Bitcoin Core has successfully completed its first public third-party security audit in the software’s 16-year history, with auditors finding no critical or high-severity vulnerabilities in the reference implementation that secures trillions of dollars in network value.
Quarkslab, commissioned by the Open Source Technology Improvement Fund and funded by Brink, conducted the comprehensive 100-man-day assessment between May and September, focusing on the peer-to-peer networking layer, mempool, chain management, and consensus logic.
The audit identified only two low-severity issues and 13 informational recommendations, none of which were classified as security vulnerabilities under Bitcoin Core’s criteria.
Beyond vulnerability detection, Quarkslab developed new fuzzing harnesses for block connections and chain reorganizations, exercising previously untested code paths while proposing enhancements to thread-safety annotations and overall testing infrastructure.
Third-Party Review Validates Network Security
The assessment marked a significant milestone for Bitcoin’s open-source development model, bringing external security expertise to software that has evolved through more than 46,000 commits since Satoshi Nakamoto’s initial 2009 release.
While Bitcoin Core maintains rigorous internal security practices and benefits from continuous community review, the project had never undergone formal evaluation by an independent security firm until Brink initiated this engagement with donor support.
Three Quarkslab engineers, Robin David, Nicolas Surbayrole, and Mihail Kirov, conducted the review with technical collaboration from Brink engineer Niklas Gögge and Chaincode Labs engineer Antoine Poinsot.
David described the experience on X as “both a bless by the code maturity, security culture — and a curse by the challenge it represents,” praising the development team’s work.
The team spent an initial week at Brink’s London office, familiarizing themselves with Bitcoin Core’s architecture and development practices before beginning the technical assessment.
Given Bitcoin Core’s massive codebase and the limited timeframe, auditors concentrated on components representing the primary attack surface, the P2P networking layer, and related systems handling consensus and policy-validation logic.
The 100 audit days were evenly divided among manual code review, dynamic testing using existing Bitcoin workflows, and advanced fuzz testing with alternative approaches that were seldom tested in the codebase.
At the end, Quarkslab delivered a test corpus to improve existing coverage, a Docker image enabling fuzzing campaigns in ensemble settings, and an experimental non-regression testing utility based on Bitcoin’s tracepoints, alongside various experimental fuzzing approaches, including structured and differential fuzzing.

• _TASKS AND EXERCISES_
**A.** Please list every engineer the Bitcoin Core audit article names.
**B.** Reproduce the portion of the Bitcoin Core audit article between "David described the" and "and policy-validation logic.", inclusive.

• _INFORMATION SUPPLIED_
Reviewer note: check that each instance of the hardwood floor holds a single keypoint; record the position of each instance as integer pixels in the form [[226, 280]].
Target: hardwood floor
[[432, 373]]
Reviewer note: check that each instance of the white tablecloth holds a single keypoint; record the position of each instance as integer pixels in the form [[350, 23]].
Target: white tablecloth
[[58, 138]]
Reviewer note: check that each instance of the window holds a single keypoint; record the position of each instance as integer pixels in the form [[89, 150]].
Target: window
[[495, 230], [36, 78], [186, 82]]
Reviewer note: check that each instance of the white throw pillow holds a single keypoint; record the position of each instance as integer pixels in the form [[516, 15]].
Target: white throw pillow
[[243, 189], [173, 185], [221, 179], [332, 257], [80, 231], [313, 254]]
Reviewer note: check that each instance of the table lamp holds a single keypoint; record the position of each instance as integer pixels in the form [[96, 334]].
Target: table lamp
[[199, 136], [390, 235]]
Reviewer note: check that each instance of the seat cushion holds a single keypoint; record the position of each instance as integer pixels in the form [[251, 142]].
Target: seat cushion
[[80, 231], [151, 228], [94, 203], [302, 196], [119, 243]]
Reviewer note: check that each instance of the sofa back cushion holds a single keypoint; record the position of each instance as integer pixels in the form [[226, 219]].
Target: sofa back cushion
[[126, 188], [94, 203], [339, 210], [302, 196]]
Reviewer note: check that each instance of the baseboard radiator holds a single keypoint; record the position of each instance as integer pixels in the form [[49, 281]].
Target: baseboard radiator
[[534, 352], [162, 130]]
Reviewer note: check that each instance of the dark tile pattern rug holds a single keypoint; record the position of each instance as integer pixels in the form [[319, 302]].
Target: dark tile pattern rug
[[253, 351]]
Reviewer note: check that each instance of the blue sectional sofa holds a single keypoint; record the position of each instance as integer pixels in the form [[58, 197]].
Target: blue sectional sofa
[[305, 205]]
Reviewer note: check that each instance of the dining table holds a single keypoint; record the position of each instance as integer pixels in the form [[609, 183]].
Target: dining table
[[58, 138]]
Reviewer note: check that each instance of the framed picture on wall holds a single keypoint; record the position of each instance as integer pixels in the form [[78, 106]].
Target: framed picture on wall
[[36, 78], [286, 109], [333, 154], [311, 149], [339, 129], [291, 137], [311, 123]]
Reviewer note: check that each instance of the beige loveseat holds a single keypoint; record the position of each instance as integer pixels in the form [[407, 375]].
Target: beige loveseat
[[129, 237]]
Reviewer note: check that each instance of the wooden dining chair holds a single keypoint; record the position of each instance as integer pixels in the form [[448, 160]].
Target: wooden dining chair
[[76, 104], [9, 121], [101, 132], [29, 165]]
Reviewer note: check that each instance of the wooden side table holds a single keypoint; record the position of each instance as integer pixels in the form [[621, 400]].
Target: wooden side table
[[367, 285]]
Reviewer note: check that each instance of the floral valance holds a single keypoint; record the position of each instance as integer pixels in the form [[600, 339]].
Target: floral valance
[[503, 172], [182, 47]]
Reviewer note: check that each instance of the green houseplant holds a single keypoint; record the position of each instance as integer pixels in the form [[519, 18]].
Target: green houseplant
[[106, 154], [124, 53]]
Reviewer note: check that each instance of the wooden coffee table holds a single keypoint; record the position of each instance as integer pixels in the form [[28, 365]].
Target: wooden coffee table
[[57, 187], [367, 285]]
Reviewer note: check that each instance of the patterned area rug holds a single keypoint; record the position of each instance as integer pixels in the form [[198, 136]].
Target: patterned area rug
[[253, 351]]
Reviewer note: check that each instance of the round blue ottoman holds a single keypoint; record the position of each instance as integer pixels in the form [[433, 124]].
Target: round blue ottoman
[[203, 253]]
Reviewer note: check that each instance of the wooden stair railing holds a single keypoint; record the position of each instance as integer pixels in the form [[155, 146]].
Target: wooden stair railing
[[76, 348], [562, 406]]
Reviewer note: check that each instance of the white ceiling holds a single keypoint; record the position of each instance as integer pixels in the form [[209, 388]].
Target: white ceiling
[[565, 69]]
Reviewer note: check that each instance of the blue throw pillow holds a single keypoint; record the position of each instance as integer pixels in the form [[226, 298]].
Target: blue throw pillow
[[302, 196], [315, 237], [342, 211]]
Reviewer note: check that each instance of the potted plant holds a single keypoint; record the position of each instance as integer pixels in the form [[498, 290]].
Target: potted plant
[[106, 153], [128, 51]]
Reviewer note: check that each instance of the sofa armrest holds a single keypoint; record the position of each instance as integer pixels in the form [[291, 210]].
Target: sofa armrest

• _IN RESPONSE_
**A.** Robin David, Nicolas Surbayrole, Mihail Kirov, Niklas Gögge, Antoine Poinsot

**B.**
David described the experience on X as “both a bless by the code maturity, security culture — and a curse by the challenge it represents,” praising the development team’s work.
The team spent an initial week at Brink’s London office, familiarizing themselves with Bitcoin Core’s architecture and development practices before beginning the technical assessment.
Given Bitcoin Core’s massive codebase and the limited timeframe, auditors concentrated on components representing the primary attack surface, the P2P networking layer, and related systems handling consensus and policy-validation logic.